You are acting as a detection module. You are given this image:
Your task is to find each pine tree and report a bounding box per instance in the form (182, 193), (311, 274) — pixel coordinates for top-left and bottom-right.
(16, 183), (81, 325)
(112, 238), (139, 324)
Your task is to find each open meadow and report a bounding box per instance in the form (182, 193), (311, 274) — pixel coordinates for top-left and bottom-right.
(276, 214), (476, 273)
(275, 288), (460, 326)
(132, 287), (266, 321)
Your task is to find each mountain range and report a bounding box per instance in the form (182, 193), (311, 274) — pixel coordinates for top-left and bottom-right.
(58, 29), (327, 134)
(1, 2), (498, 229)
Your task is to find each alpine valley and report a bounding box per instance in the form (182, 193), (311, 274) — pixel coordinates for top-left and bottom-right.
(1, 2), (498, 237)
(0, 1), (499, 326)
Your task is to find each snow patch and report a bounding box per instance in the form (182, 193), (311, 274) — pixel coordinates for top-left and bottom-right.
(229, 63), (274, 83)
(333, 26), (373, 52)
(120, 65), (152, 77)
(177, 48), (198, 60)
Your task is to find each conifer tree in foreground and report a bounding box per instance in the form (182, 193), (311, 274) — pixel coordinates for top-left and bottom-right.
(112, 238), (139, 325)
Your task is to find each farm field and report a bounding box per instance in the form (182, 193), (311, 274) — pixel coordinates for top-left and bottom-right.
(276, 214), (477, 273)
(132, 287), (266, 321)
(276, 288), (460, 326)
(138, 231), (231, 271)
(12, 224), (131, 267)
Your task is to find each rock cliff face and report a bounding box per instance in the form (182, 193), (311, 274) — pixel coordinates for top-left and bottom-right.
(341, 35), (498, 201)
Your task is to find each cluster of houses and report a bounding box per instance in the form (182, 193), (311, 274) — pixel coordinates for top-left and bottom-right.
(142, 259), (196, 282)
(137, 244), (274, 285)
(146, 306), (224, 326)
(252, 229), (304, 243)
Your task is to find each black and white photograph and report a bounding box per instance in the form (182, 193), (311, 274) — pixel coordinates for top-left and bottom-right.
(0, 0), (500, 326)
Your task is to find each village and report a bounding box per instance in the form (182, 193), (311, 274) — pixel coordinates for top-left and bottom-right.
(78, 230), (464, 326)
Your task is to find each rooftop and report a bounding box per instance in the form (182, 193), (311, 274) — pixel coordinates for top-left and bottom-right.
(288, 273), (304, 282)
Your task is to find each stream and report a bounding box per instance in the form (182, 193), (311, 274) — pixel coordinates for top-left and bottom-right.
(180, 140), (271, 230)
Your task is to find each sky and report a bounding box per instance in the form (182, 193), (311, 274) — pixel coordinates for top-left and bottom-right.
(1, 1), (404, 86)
========================================================================
Please show each line above that contains the word "tree".

> The output:
Your task is to find each pine tree and report a bounding box per instance in the form (182, 193), (311, 274) — pixel coordinates for top-left and bottom-right.
Your task is to find each conifer tree in foreground and report a bounding box per instance in the form (182, 193), (311, 274) — pixel coordinates for top-left and bottom-right.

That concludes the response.